WHAT THIS EXERCISE ASKS:
[1] Which sections of an MCAP file does the MCAP format specification name? List every one.
[2] Carry on the MCAP format specification, picking up after its final sentence.

#### TEXT SHOWN

Skip to main content

MCAP Format Specification

Overview

MCAP is a modular container file format for recording timestamped pub/sub messages with arbitrary serialization formats.

MCAP files are designed to work well under various workloads, resource constraints, and durability requirements.

A Kaitai Struct description for the MCAP format is provided at mcap.ksy.

File Structure

A valid MCAP file is structured as follows. The Summary and Summary Offset sections are optional.

<Magic><Header><Data section>[<Summary section>][<Summary Offset section>]<Footer><Magic>

The Data, Summary, and Summary Offset sections are structured as sequences of records:

[<record type><record content length><record><record type><record content length><record>...]

Files not conforming to this structure are considered malformed.

Magic

An MCAP file must begin and end with the following magic bytes:

0x89, M, C, A, P, 0x30, \r, \n

The byte following "MCAP" is the major version byte. 0x30 is the ASCII character 0. Any changes to this specification document (i.e. adding fields to records, introducing new records) will be binary backward-compatible within the major version.

The first record after the leading magic bytes is the Header record.

<0x01><record content length><record>

The last record before the trailing magic bytes is the Footer record.

<0x02><record content length><record>

Data Section

The data section contains records with message data, attachments, and supporting records.

The following records are allowed to appear in the data section:

The last record in the data section MUST be the Data End record.

Use of chunk records

MCAP files can have Schema, Channel, and Message records written directly to the data section, or they can be written into Chunk records to facilitate indexing and compression. For MCAPs that include Chunk Index records in the summary section, all Message records should be written into Chunk records.

Why? The presence of Chunk Index records in the summary section indicates to readers that the MCAP is indexed, and they can use those records to look up messages by log time or topic. However, Message records outside of chunks cannot be indexed, and may not be found by readers using the index.

Summary Section

The optional summary section contains records for fast lookup of file information or other data section records.

The following records are allowed to appear in the summary section:

All records in the summary section MUST be grouped by opcode.

Why? Grouping Summary records by record opcode enables more efficient indexing of the summary in the Summary Offset section.

Channel records in the summary are duplicates of Channel records throughout the Data section.

Schema records in the summary are duplicates of Schema records throughout the Data section.

Summary Offset Section

The optional summary offset section contains Summary Offset records for fast lookup of summary section records.

The summary offset section aids random access reading.

Records

MCAP files may contain a variety of records. Records are identified by a single-byte opcode. Record opcodes in the range 0x01-0x7F are reserved for future MCAP format usage. 0x80-0xFF are reserved for application extensions and user proposals. 0x00 is not a valid opcode.

All MCAP records are serialized as follows:

<record type><record content length><record content>

Record type is a single byte opcode, and record content length is a uint64 value.

Records may be extended by adding new fields at the end of existing fields. Readers should ignore any unknown fields.

########
#### RECORDS SUPPLIED

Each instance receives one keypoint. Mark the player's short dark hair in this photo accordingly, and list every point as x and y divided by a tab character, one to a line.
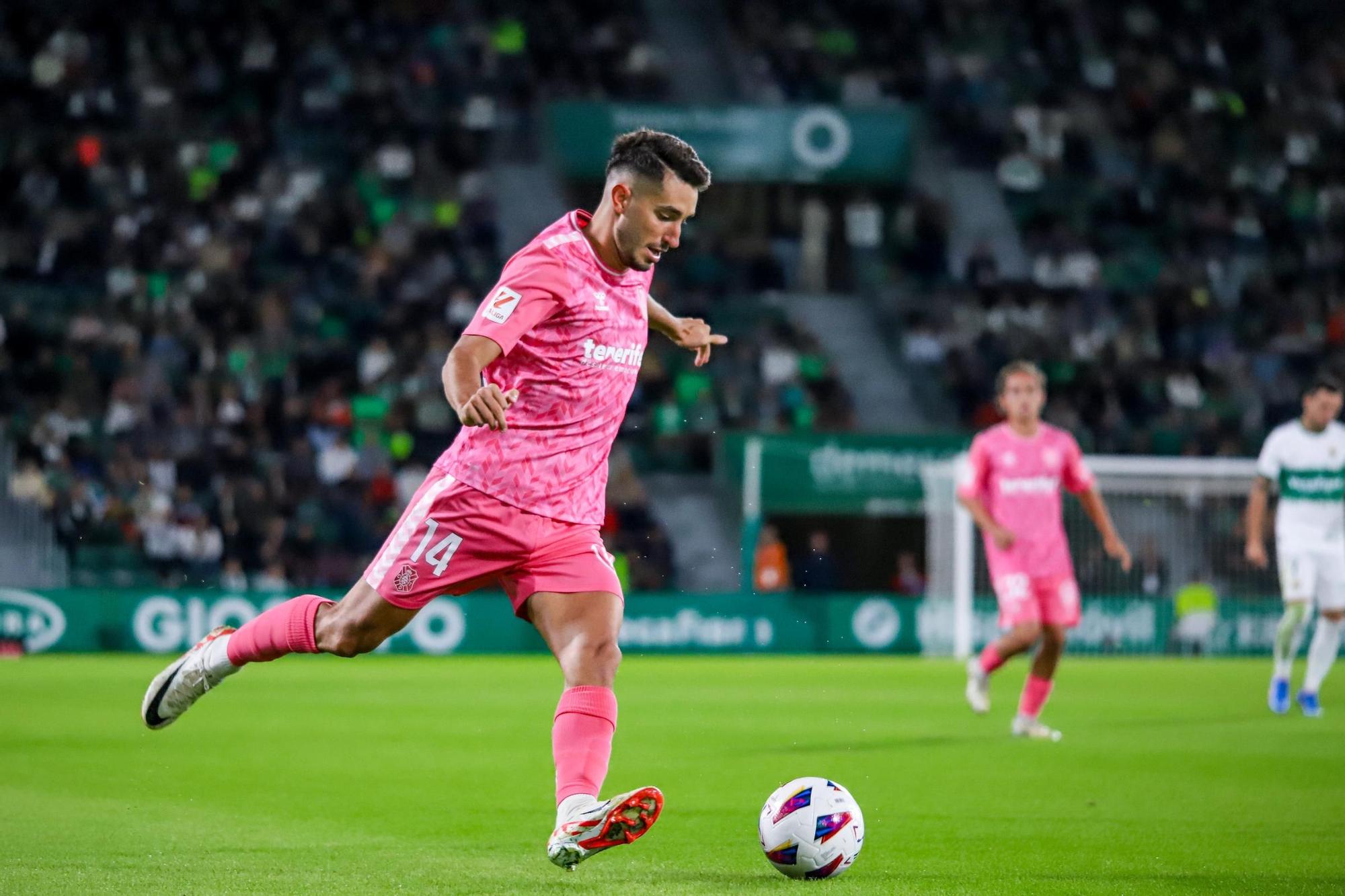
1324	382
1017	368
649	154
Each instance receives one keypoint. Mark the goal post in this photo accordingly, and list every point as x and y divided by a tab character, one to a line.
1183	520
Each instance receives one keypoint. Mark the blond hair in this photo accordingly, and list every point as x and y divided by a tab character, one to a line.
1019	368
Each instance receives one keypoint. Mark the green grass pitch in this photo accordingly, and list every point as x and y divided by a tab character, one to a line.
399	774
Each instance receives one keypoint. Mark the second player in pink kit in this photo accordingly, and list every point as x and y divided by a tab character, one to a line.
1012	487
540	381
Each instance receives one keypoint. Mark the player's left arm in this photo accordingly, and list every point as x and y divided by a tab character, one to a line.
1081	481
1112	542
685	333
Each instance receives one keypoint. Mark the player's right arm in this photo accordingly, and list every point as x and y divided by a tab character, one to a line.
477	405
527	295
1268	471
970	490
1257	502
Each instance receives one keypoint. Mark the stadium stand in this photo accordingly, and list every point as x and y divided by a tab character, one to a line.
236	251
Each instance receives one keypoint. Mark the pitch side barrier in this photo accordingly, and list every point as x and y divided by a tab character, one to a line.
669	623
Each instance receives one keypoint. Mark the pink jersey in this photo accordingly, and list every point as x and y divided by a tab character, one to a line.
574	334
1019	481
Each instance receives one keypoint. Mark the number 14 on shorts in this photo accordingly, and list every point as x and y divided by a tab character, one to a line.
442	552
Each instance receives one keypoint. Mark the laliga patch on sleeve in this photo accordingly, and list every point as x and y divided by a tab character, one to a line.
501	304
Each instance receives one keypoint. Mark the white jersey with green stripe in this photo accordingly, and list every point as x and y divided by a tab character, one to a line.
1309	471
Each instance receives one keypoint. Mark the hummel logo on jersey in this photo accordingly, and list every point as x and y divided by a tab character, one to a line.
630	357
502	304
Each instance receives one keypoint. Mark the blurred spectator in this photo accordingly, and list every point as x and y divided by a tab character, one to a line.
771	563
817	568
1196	606
30	486
909	580
232	576
200	548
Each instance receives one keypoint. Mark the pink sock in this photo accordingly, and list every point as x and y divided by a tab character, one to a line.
582	740
1035	693
287	628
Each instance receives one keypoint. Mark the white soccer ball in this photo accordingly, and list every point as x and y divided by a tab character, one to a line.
812	827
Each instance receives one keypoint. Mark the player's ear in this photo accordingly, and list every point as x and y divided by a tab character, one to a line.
621	197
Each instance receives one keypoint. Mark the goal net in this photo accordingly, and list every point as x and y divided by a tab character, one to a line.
1190	589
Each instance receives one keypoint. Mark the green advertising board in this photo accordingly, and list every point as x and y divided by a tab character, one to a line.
169	622
743	143
839	474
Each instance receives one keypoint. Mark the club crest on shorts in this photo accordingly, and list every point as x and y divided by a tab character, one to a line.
406	579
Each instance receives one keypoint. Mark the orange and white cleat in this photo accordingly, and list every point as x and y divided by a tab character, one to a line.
182	684
622	819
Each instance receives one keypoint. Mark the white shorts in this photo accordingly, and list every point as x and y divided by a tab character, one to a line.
1313	575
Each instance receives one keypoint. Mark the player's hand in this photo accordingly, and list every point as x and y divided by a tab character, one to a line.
1117	549
696	335
488	407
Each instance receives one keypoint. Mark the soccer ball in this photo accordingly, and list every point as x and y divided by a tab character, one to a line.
812	827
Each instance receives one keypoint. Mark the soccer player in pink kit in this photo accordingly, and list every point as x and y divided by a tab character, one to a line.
540	380
1012	489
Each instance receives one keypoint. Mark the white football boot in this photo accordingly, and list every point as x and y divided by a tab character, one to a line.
978	688
1034	729
177	688
622	819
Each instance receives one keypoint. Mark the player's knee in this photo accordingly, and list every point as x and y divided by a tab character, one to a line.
1027	634
592	659
350	639
1054	637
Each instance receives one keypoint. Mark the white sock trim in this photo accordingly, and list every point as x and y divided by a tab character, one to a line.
1321	653
572	806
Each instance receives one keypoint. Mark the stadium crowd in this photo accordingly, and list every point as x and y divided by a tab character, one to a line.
236	251
1178	177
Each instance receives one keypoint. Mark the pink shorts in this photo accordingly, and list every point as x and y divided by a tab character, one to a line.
454	538
1052	600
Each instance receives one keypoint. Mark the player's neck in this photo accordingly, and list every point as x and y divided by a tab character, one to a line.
602	235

########

TASK RESPONSES:
[1] Data section, Summary section, Summary Offset section

[2]
The Message, DataEnd, and Footer records will not be extended, since their formats do not allow for backward-compatible size changes.

Each record definition below contains a Type column. See the Serialization section on how to serialize each type.

Header (op=0x01)

BytesNameTypeDescription
4 + NprofileStringThe profile is used for indicating requirements for fields throughout the file (encoding, user_data, etc). If the value matches one of the well-known profiles, the file should conform to the profile. This field may also be supplied empty or containing a framework that is not one of those recognized.
4 + NlibraryStringFree-form string for writer to specify its name, version, or other information for use in debugging

A Footer record contains end-of-file information. It must be the last record in the file. Readers using the index to read the file will begin with by reading the footer and trailing magic.

BytesNameTypeDescription
8summary_startuint64Byte offset of the start of file to the first record in the summary section. If there are no records in the summary section this should be 0.
8summary_offset_startuint64Byte offset from the start of the first record in the summary offset section. If there are no Summary Offset records this value should be 0.
4summary_crcuint32A CRC32 of all bytes from the start of the Summary section up through and including the end of the previous field (summary_offset_start) in the footer record. A value of 0 indicates the CRC32 is not available.

Schema (op=0x03)

A Schema record defines an individual schema.

Schema records are uniquely identified within a file by their schema ID. A Schema record must occur at least once in the file prior to any Channel referring to its ID. Any two schema records sharing a common ID must be identical.

BytesNameTypeDescription
2iduint16A unique identifier for this schema within the file. Must not be zero
4 + NnameStringAn identifier for the schema.
4 + NencodingStringFormat for the schema. The well-known schema encodings are preferred. An empty string indicates no schema is available.
4 + Ndatauint32 length-prefixed BytesMust conform to the schema encoding. If encoding is an empty string, data should be 0 length.

Schema records may be duplicated in the summary section. A Schema record with an id of zero is invalid and should be ignored by readers.

Channel (op=0x04)

A Channel record defines an encoded stream of messages on a topic.

Channel records are uniquely identified within a file by their channel ID. A Channel record must occur at least once in the file prior to any message referring to its channel ID. Any two channel records sharing a common ID must be identical.

BytesNameTypeDescription
2iduint16A unique identifier for this channel within the file.
2schema_iduint16The schema for messages on this channel. A schema_id of 0 indicates there is no schema for this channel.
4 + NtopicStringThe channel topic.
4 + Nmessage_encodingStringEncoding for messages on this channel. The well-known message encodings are preferred.
4 + NmetadataMap<string, string>Metadata about this channel

Channel records may be duplicated in the summary section.

Message (op=0x05)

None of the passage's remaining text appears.